● GOAL OF THE EXERCISE: Return every record exactly as written.
## Start RECORDS TO USE
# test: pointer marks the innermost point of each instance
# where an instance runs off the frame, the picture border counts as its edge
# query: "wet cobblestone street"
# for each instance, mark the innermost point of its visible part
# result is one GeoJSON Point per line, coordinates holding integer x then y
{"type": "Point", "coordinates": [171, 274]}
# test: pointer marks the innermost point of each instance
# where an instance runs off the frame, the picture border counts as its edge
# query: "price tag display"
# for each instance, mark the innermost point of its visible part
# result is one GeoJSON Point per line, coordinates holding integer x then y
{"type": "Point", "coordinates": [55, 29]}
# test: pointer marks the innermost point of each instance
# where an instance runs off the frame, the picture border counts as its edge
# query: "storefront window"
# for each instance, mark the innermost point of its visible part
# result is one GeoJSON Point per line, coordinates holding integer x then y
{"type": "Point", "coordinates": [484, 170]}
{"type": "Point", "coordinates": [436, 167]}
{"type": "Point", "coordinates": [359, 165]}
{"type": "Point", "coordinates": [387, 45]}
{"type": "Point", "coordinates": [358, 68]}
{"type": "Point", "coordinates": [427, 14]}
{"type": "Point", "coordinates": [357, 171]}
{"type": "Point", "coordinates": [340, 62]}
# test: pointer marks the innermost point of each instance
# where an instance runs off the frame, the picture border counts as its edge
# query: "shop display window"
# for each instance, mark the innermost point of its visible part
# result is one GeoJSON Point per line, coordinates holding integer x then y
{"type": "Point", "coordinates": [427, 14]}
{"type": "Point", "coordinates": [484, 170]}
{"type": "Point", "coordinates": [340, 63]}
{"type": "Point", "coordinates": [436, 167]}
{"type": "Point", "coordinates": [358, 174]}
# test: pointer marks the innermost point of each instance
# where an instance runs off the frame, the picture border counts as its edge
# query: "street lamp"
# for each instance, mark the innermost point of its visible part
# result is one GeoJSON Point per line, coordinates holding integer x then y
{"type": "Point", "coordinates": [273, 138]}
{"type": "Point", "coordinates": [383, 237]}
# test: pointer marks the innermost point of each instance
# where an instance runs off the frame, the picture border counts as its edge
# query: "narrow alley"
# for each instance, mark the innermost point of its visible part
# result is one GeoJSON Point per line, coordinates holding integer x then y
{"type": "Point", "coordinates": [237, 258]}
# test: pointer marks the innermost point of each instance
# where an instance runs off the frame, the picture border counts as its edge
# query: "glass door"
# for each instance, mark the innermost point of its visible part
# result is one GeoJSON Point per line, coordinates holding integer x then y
## End RECORDS TO USE
● FINAL RESULT:
# test: pointer marks the innermost point of each instance
# where an instance runs off the frame, the picture border counts as its edge
# query: "wet cobblestone street"
# for each instance, mark the innermost point of its visible part
# result is one GeoJSON Point per line, coordinates holding integer x then y
{"type": "Point", "coordinates": [171, 274]}
# test: pointer marks the innermost point of each instance
# where an instance runs off the frame, the picture border counts as its edge
# query: "price tag display"
# for each instance, mark the innermost point of its visible part
# result is one GeoJSON Point per line, coordinates holding integer x then y
{"type": "Point", "coordinates": [55, 29]}
# test: pointer marks the innermost point of each instance
# where an instance runs off the frame, the picture border counts as its edge
# query: "storefront window"
# for each instance, mark the innermost point of its visible part
# result is one GeoJSON Point per line, coordinates holding integer x then y
{"type": "Point", "coordinates": [484, 170]}
{"type": "Point", "coordinates": [436, 167]}
{"type": "Point", "coordinates": [359, 165]}
{"type": "Point", "coordinates": [387, 45]}
{"type": "Point", "coordinates": [358, 68]}
{"type": "Point", "coordinates": [427, 14]}
{"type": "Point", "coordinates": [357, 171]}
{"type": "Point", "coordinates": [340, 62]}
# test: pointer marks the innermost point of each instance
# where an instance runs off the frame, the picture border counts as its edge
# query: "shop display window"
# for each instance, mark the innermost point of its visible part
# result is one GeoJSON Point per line, coordinates holding integer x then y
{"type": "Point", "coordinates": [427, 14]}
{"type": "Point", "coordinates": [484, 170]}
{"type": "Point", "coordinates": [340, 63]}
{"type": "Point", "coordinates": [436, 167]}
{"type": "Point", "coordinates": [358, 174]}
# test: pointer marks the innermost point of each instance
# where an instance runs off the frame, the picture border counts as its edge
# query: "street lamp"
# for each instance, mark the innermost point of its visible part
# result is one GeoJSON Point per line, coordinates holding integer x then y
{"type": "Point", "coordinates": [273, 138]}
{"type": "Point", "coordinates": [383, 237]}
# test: pointer marks the innermost point of each instance
# where an instance runs off the frame, the picture border counts as its edge
# query: "narrow alley"
# for each instance, mark the innermost point of its visible part
# result is one GeoJSON Point per line, coordinates holding integer x then y
{"type": "Point", "coordinates": [237, 258]}
# test: pointer marks the innermost point of each instance
# where an instance runs off the frame, the picture border counts as its edge
# query: "glass door"
# for each instance, mark the innermost point of its visible part
# result is one GeoJSON Point per line, coordinates holding integer x then y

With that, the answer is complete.